==== Available records ====

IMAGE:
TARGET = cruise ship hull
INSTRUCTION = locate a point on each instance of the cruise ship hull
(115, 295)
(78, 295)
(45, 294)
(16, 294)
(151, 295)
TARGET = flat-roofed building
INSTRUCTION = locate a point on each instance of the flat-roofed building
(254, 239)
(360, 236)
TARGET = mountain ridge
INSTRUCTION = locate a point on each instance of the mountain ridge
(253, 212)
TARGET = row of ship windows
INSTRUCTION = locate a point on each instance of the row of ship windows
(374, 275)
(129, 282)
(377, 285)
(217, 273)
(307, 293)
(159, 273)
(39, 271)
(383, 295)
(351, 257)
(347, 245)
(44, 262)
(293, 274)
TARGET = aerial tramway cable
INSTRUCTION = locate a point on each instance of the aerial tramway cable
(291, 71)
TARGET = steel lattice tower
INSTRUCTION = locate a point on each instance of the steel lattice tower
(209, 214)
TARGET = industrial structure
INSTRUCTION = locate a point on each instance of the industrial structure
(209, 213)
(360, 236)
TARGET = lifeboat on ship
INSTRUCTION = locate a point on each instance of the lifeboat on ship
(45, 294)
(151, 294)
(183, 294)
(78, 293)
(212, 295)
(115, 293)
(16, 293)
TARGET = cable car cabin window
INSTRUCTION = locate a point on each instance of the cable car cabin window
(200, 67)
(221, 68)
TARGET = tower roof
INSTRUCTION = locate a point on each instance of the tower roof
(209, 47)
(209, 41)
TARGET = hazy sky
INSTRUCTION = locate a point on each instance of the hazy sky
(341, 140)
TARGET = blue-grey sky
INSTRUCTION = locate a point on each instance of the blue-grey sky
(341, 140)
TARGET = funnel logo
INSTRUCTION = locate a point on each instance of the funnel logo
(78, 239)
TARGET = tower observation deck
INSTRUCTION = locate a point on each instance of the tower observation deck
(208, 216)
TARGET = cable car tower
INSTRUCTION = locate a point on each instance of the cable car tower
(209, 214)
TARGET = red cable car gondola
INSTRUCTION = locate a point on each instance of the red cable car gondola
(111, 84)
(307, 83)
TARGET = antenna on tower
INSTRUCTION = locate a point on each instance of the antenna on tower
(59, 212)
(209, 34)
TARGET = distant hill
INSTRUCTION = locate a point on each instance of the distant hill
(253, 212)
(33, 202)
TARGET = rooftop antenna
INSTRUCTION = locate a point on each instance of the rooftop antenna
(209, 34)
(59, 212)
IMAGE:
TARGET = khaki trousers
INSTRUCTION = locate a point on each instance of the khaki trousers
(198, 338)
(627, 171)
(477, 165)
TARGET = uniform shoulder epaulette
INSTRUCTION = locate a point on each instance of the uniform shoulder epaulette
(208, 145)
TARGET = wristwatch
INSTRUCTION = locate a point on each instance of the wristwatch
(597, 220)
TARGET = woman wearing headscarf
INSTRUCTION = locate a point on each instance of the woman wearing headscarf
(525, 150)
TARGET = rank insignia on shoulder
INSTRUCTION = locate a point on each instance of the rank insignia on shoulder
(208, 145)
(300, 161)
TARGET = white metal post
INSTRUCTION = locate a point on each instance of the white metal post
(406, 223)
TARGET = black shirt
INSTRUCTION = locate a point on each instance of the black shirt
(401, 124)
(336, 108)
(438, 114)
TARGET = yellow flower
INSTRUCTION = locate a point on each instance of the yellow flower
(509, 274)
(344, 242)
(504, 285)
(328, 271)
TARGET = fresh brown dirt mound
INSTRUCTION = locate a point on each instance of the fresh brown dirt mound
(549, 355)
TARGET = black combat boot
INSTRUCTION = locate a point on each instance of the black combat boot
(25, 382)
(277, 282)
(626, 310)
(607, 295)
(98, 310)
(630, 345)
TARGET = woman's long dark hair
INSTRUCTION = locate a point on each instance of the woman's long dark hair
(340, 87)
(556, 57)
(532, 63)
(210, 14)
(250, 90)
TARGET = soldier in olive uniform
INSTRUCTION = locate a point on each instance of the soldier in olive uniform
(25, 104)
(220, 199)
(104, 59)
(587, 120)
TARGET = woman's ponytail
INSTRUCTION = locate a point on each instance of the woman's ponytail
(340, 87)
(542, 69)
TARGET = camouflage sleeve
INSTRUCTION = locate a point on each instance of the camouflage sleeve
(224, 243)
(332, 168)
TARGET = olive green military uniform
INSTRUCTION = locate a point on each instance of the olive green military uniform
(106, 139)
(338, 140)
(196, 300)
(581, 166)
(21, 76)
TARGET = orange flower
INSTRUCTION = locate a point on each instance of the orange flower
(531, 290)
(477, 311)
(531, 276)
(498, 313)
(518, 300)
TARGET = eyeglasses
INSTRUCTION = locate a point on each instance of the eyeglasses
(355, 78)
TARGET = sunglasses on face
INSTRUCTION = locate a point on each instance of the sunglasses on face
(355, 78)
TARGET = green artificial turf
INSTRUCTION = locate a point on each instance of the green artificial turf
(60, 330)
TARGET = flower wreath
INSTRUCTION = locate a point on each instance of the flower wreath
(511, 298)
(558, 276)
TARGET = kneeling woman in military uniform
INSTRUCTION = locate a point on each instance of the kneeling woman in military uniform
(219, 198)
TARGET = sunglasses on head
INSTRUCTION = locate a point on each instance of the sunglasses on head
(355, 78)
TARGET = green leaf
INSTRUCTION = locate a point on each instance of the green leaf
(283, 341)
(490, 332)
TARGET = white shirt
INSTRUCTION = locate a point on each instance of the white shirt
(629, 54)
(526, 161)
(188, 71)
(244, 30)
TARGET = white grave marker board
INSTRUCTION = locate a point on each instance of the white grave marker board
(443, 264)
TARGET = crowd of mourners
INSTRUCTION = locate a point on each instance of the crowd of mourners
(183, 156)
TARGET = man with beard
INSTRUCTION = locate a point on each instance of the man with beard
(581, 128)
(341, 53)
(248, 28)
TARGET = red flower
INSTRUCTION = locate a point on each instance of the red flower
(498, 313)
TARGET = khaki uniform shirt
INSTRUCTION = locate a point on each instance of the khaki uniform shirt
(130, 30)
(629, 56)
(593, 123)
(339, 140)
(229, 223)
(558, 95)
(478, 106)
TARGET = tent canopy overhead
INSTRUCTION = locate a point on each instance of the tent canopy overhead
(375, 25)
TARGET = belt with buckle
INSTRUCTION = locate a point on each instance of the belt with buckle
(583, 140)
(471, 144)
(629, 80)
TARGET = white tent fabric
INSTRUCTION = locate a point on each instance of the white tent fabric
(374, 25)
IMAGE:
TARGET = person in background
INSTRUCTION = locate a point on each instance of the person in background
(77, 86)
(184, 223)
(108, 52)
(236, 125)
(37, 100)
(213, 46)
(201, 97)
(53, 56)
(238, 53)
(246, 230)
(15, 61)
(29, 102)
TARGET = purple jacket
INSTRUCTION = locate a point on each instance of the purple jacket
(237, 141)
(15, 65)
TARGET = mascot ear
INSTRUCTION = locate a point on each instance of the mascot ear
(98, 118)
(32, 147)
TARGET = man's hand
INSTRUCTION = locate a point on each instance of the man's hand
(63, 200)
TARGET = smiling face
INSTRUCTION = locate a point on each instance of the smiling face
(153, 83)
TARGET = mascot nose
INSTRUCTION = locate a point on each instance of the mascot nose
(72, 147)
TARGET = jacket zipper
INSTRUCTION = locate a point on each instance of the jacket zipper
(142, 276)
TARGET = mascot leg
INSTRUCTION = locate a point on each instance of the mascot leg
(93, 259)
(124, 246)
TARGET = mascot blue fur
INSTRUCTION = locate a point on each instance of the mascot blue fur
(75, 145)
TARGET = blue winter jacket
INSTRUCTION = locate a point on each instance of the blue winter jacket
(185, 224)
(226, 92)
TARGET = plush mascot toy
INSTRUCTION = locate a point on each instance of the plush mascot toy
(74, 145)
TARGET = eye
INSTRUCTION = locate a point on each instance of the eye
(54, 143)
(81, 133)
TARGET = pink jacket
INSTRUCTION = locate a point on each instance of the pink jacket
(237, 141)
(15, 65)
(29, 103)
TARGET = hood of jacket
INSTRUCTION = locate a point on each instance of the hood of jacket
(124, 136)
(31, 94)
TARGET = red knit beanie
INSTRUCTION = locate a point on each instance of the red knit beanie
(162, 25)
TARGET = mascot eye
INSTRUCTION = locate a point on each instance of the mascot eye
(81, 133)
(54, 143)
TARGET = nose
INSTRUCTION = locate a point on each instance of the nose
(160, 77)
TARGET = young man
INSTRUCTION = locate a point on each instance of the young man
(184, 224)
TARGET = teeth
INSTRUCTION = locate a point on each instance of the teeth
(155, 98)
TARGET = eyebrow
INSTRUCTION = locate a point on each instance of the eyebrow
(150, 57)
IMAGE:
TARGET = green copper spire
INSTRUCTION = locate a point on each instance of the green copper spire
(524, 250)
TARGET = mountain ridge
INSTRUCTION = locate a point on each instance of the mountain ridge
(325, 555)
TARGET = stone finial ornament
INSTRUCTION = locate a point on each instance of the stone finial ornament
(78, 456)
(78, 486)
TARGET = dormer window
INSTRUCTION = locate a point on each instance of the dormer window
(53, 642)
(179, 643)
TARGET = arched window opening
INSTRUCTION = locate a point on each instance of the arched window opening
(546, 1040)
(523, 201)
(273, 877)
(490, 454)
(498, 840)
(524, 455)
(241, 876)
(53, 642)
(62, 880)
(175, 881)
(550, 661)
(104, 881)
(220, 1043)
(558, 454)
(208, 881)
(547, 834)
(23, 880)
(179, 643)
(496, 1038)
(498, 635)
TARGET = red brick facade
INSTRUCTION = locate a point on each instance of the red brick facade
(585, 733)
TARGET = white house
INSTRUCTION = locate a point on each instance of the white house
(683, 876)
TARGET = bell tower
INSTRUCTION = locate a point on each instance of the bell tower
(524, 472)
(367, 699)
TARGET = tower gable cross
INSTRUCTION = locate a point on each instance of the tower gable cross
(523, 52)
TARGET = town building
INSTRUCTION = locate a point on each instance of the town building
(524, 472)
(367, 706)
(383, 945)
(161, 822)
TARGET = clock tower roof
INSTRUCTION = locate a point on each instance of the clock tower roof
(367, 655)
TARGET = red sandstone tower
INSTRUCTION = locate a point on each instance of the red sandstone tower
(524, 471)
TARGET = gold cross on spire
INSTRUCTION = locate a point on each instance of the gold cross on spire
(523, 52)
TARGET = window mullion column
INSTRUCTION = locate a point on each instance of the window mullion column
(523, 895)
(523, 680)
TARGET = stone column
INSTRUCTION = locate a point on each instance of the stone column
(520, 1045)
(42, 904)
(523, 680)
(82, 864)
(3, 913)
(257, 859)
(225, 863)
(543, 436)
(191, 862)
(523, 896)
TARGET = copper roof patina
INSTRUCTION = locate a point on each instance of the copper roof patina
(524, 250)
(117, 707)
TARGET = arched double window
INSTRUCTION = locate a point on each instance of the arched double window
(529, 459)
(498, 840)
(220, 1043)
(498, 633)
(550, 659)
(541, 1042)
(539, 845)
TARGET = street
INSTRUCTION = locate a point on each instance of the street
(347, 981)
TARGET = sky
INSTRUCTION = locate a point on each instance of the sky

====

**Work instructions:**
In the listing above, find the line containing "TARGET = clock tower roof", then reproduce it and each line after it through the end, exactly and with nothing added.

**The solution:**
TARGET = clock tower roof
INSTRUCTION = locate a point on each instance of the clock tower roof
(367, 655)
TARGET = red sandstone tower
INSTRUCTION = locate a point on each instance of the red sandstone tower
(524, 471)
TARGET = gold cross on spire
INSTRUCTION = locate a point on each instance of the gold cross on spire
(523, 52)
TARGET = window mullion column
INSTRUCTION = locate a point on each instance of the window mullion column
(523, 895)
(523, 680)
TARGET = stone column
INSTRUCTION = locate a point on each instance of the stone column
(520, 1045)
(42, 904)
(523, 680)
(82, 864)
(3, 913)
(257, 859)
(225, 863)
(543, 436)
(191, 862)
(523, 896)
TARGET = copper roof patina
INSTRUCTION = locate a point on each instance of the copper roof patina
(524, 250)
(117, 707)
TARGET = arched double window
INSTRUCTION = locate a point on each instance of the arched double window
(529, 459)
(498, 840)
(220, 1043)
(498, 633)
(550, 659)
(541, 1042)
(539, 845)
TARGET = street
INSTRUCTION = locate a point on each instance of the street
(347, 981)
TARGET = sky
INSTRUCTION = locate a point on each instance of the sky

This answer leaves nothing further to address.